TEXT BLOCK
World Bank slashes global growth forecast amid US-Iran conflict fallout
The Washington-based lender has reduced its 2026 global growth projection to 2.5 per cent, citing the economic impact of the ongoing conflict, while pledging up to $60 billion in assistance to developing nations.

The World Bank has significantly downgraded its 2026 global economic growth forecast to 2.5 per cent, attributing the revision to the severe economic fallout from the escalating conflict between the United States and Iran. In its latest Global Economic Prospects report, published on Thursday, the institution noted that global growth is now projected to reach its slowest pace since the onset of the COVID-19 pandemic, a sharp decline from the 2.9 per cent estimate issued in January.
The downgrade is driven by surging energy costs, rising inflation, and increased borrowing costs, all exacerbated by Iran’s closure of the Strait of Hormuz. The strategic waterway, a critical artery for global oil and gas transit, has been declared closed to all vessel traffic by Iran’s military command following recent US airstrikes. This disruption has placed immense strain on global supply chains, with the World Bank estimating that Brent crude prices will average $94 a barrel this year, representing a 36 per cent increase from the previous year’s average.
Consequently, global inflation is projected to rise to 4 per cent this year, up from 3.3 per cent last year. The report also highlights significant increases in fertiliser prices, which are expected to have knock-on effects for global food prices. The institution warned that the outlook could deteriorate further if supply disruptions worsen, with growth potentially plummeting to 1.3 per cent and inflation reaching 4.4 per cent.

DATASET

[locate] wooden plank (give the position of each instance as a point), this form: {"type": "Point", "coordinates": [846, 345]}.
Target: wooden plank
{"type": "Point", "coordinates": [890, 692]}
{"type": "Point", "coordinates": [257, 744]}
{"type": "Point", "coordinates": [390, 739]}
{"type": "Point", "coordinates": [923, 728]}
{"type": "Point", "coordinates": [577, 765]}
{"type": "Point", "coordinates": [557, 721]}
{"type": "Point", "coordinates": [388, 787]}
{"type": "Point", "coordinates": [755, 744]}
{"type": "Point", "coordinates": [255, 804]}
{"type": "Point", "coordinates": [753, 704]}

TO DO
• A. What average price does the World Bank estimate for Brent crude this year, according to the article on its growth forecast?
• B. Continue the article on the World Bank's global growth forecast, starting after its final sentence.

WRITTEN ANSWERS
• A. $94 a barrel

• B.
The impact is being felt disproportionately across the developing world, where two-thirds of countries have seen their growth forecasts downgraded since January. The report noted that, excluding China and India, developing nations have made little progress in narrowing their per capita income gap with wealthy countries over the past decade. World Bank Group President Ajay Banga emphasised the difficult position facing these economies, stating that the basic test is to protect people and preserve stability today without sacrificing long-term growth and jobs.
In response to the crisis, the World Bank has pledged up to $60 billion in assistance to developing countries affected by the economic fallout. The institution indicated that this support could be increased to $100 billion if the conflict persists. While global growth is expected to recover to 2.8 per cent in 2027, it will remain below the average recorded during the 2010s, underscoring the long-term structural challenges posed by the current geopolitical instability.